INSTRUCTIONS FOR THE TASK ::
Convert the lines from the start of the rows through the line containing "[109,193,199,266]" into a Markdown table with the columns Line number and Line text, skipping any blank lines.

Dataset items:
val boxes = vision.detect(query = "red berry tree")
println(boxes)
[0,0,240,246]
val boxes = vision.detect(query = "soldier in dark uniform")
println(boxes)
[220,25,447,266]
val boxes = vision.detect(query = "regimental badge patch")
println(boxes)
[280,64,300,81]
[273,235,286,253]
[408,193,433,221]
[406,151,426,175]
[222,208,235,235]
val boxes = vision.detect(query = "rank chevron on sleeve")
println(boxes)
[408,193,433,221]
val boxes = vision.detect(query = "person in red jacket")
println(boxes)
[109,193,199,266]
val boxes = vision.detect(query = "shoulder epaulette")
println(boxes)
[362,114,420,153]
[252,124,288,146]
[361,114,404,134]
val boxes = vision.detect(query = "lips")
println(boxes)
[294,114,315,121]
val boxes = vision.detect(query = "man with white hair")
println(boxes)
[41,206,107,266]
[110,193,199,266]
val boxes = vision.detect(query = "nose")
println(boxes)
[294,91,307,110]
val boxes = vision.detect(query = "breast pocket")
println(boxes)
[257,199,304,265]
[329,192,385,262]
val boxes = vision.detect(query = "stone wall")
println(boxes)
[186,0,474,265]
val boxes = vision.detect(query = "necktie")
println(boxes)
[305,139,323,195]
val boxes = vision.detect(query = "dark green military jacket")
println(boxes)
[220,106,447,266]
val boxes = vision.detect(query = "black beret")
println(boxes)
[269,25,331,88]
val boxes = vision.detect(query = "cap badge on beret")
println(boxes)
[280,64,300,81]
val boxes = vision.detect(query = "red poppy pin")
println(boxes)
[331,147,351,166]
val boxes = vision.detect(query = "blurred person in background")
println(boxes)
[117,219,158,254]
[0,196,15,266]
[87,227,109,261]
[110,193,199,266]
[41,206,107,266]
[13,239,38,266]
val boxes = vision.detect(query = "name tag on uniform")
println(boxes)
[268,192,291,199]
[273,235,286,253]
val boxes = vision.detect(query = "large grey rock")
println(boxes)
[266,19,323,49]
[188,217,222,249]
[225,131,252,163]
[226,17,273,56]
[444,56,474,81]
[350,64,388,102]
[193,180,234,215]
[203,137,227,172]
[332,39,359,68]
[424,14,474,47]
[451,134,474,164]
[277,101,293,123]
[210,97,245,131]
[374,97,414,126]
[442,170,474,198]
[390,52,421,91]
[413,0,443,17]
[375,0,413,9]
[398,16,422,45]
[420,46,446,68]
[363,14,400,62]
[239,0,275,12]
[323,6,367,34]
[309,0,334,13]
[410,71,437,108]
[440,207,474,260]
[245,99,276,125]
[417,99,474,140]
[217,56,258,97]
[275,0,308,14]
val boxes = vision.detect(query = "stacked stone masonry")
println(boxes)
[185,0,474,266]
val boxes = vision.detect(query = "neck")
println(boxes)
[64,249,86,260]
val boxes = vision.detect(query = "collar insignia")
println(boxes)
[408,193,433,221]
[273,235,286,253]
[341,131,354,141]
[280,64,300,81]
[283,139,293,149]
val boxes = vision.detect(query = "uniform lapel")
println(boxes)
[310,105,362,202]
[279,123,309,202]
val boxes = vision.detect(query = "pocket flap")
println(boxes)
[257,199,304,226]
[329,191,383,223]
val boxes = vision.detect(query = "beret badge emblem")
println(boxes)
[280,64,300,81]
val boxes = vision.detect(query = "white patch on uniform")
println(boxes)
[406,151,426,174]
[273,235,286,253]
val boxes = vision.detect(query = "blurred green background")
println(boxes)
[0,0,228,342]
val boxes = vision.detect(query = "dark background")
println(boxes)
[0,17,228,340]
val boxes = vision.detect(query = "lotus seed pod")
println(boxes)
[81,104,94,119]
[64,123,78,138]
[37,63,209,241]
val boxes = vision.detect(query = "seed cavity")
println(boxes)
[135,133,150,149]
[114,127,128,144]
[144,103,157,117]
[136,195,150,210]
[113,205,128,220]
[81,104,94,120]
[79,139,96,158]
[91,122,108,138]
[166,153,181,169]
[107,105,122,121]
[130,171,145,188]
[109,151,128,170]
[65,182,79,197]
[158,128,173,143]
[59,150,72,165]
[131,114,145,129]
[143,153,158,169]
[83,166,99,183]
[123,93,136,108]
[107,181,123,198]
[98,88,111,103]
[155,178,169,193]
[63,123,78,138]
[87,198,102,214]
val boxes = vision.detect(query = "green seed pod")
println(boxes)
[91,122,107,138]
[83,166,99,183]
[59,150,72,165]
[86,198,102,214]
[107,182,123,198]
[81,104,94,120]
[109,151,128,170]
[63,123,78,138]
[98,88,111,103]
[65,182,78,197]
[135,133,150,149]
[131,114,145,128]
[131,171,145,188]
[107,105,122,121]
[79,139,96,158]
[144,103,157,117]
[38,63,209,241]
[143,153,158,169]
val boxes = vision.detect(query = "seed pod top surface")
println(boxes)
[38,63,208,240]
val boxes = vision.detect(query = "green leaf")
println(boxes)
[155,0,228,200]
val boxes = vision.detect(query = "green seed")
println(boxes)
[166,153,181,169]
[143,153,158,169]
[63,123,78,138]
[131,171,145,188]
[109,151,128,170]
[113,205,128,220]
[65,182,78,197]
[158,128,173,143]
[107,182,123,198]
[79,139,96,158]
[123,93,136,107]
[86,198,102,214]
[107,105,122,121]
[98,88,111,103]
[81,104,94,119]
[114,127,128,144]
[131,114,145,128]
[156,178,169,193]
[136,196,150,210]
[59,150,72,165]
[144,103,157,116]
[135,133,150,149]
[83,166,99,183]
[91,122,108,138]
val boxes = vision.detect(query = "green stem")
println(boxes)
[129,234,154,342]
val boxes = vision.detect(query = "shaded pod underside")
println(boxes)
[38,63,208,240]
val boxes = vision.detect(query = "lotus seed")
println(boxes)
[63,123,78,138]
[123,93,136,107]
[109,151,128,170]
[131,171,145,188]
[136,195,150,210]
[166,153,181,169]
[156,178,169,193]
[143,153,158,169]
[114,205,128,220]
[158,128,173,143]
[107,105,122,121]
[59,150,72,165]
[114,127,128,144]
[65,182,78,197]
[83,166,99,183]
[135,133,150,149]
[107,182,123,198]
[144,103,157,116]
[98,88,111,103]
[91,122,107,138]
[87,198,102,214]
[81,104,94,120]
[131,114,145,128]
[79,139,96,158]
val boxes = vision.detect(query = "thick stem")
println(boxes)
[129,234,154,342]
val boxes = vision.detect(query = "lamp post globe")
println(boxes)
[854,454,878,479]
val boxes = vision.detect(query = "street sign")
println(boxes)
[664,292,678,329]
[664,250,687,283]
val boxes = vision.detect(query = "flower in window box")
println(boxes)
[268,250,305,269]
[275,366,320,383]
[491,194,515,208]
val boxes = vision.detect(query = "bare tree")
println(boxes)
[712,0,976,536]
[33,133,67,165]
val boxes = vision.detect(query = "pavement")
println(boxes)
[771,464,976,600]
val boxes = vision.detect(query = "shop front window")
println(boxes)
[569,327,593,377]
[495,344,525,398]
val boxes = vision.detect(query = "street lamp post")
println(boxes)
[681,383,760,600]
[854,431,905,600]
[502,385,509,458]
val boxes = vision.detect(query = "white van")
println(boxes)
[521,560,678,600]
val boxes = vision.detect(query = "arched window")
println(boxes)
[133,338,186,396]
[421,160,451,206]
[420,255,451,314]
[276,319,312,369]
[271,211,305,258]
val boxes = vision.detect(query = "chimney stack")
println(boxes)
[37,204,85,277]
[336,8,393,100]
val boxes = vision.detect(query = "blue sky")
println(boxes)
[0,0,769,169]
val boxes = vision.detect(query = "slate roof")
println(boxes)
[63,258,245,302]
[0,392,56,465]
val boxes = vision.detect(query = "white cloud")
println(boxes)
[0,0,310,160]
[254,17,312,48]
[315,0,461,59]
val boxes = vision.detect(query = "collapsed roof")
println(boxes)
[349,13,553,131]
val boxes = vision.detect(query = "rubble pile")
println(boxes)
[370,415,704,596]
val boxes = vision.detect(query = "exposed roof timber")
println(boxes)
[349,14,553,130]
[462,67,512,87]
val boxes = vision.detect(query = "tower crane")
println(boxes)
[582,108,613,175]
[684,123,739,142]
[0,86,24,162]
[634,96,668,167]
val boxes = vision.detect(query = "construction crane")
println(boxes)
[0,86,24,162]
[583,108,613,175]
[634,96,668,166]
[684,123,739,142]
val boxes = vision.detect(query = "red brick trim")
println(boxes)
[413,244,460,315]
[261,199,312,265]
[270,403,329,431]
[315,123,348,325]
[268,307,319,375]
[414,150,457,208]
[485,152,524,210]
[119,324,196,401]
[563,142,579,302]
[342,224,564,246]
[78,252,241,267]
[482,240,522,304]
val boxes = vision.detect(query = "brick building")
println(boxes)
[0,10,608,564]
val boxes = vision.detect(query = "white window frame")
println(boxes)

WRITTEN ANSWER ::
| Line number | Line text |
|---|---|
| 1 | val boxes = vision.detect(query = "red berry tree") |
| 2 | println(boxes) |
| 3 | [0,0,240,246] |
| 4 | val boxes = vision.detect(query = "soldier in dark uniform") |
| 5 | println(boxes) |
| 6 | [220,25,447,266] |
| 7 | val boxes = vision.detect(query = "regimental badge patch") |
| 8 | println(boxes) |
| 9 | [280,64,300,81] |
| 10 | [273,235,286,253] |
| 11 | [408,193,433,221] |
| 12 | [406,151,426,175] |
| 13 | [222,208,235,235] |
| 14 | val boxes = vision.detect(query = "rank chevron on sleeve") |
| 15 | println(boxes) |
| 16 | [408,193,433,221] |
| 17 | val boxes = vision.detect(query = "person in red jacket") |
| 18 | println(boxes) |
| 19 | [109,193,199,266] |